■ TEXT TO READ ■
start

# Antique tractors and cars



## little possum

I spend a bit of time at the local shows, and always enjoy taking pictures of what catches my eye, figured Id start a thread to share some pictures- post em up!!






















I focus mainly on Hs, Ms, SMs, and MDs. Everyone I look at has a different setup on the choke, kill, lights, and whatnot. Doesnt help me fix mine


----------



## little possum




----------



## little possum

My H. That was Great Grandpas tractor. Dads uncle ended up with it, then gave it to his grandson. I traded him my 95 F150 for it.
Dad painted it a long time ago.

Pictures show it tore down when I was putting the gas manifold on that came off a power unit. Ive got to get the gas tank fixed and decide on going 6v or 12v.


----------



## little possum




----------



## hanniedog

Possum I'd stick with the 6 volt system. Just get a good dry cell battery and your good to go. The battery ain't cheap but wings the old H over after sitting for a month or more sometimes.


----------



## russhd1997

I like that 8N with the flathead V8 under the hood. My dad had a Super H when I was a kid. Unfortunately he sold it with the farm.


----------



## little possum

That is a great sounding tractor!


----------



## little possum

:drool:


----------



## little possum

Wood Hauler :jawdrop:




I worked the bullpen of this mill last trip to VA. It was a pleasure to watch the ol man run that thing!




Swiped that picture from a crew that takes shots at the drag strip

Thats all for now. 67 Mustang wont like this thread, because instead of taking pictures of saws, I am always wondering around the trucks and tractors


----------



## hanniedog

If it's got an engine and goes varoom it's all good.


----------



## little possum

Long as it has at least 1 cylinder! 

Ill have to drag out the H, to show the high tech redneck 3 gallon John Deere mower gas tank ratchet strapped to the light bar


----------



## alleyyooper

I like old tractors. Between my wife and I we have 22 Massey Harris tractors from a 1938 101R to a 1957 555 diesel. I also own a 1961 Allis chalmbers D17, and a 1965 Ford 5000 gas. there are several old garden tractors setting in the pole barn too. 

 Al


----------



## Eccentric

*Fantastic Thread Zachary!*

I just found a buncha IHC photos in the computer. They were from the 2005 IHSTO GWBB (International Harvester Scouts and Trucks club Great Western 'Binder Bee) at the Antique Powerland in Brooks, Oregon. Great stuff. I'll post them later today or tonight....


----------



## hanniedog

Yooper post up some pictures if you gottum.


----------



## lfnh

Nice photos little possum.
Nothing like the 371 J-2 though.
Thanks for sharing.


----------



## little possum

Thanks fellas. Just figured I should finally post some of the 500 pictures on the camera 

I did have to look up the 371 J-2


----------



## lfnh

_When_ you have the time, more photos would be welcome.

end

■ EXERCISE ■
Please write out, word for word, the part of the tractor thread starting at "Thanks fellas. Just" and ending at "would be welcome.". The data after this point comes from a different source than the tractor thread.

■ DATA EXCERPTS ■
start

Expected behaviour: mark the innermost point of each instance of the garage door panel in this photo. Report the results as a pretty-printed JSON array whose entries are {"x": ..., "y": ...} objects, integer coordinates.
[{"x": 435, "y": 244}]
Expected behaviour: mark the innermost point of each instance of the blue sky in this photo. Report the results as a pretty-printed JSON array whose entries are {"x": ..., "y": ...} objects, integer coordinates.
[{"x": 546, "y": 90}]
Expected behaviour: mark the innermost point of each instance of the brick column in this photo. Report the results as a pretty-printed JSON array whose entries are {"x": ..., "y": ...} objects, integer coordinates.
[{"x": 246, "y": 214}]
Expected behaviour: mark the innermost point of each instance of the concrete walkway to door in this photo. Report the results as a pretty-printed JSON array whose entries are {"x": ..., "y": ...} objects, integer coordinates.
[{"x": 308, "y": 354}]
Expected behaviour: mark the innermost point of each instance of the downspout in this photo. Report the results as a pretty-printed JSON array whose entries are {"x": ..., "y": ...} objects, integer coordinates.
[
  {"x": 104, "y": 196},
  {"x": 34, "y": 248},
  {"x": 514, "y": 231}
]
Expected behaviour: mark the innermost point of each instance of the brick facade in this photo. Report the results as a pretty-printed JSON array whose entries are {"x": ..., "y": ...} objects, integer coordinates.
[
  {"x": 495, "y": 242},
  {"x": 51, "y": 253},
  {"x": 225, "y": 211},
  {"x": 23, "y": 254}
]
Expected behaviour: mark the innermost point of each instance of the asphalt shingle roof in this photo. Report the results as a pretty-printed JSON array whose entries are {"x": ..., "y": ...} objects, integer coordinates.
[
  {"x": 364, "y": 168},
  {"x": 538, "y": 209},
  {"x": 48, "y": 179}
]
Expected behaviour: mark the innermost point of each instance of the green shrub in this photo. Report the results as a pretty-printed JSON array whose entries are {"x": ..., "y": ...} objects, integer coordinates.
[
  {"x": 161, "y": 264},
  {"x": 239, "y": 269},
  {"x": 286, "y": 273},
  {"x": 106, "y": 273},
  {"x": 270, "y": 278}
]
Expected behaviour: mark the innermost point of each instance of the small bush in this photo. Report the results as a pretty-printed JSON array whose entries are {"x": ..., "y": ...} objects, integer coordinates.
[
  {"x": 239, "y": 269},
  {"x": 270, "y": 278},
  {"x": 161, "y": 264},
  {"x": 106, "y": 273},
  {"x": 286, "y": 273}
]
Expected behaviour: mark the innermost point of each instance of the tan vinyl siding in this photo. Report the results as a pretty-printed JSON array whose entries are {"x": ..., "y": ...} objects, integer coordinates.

end

■ RESULT FOR THIS TASK ■
Thanks fellas. Just figured I should finally post some of the 500 pictures on the camera 

I did have to look up the 371 J-2


----------



## lfnh

_When_ you have the time, more photos would be welcome.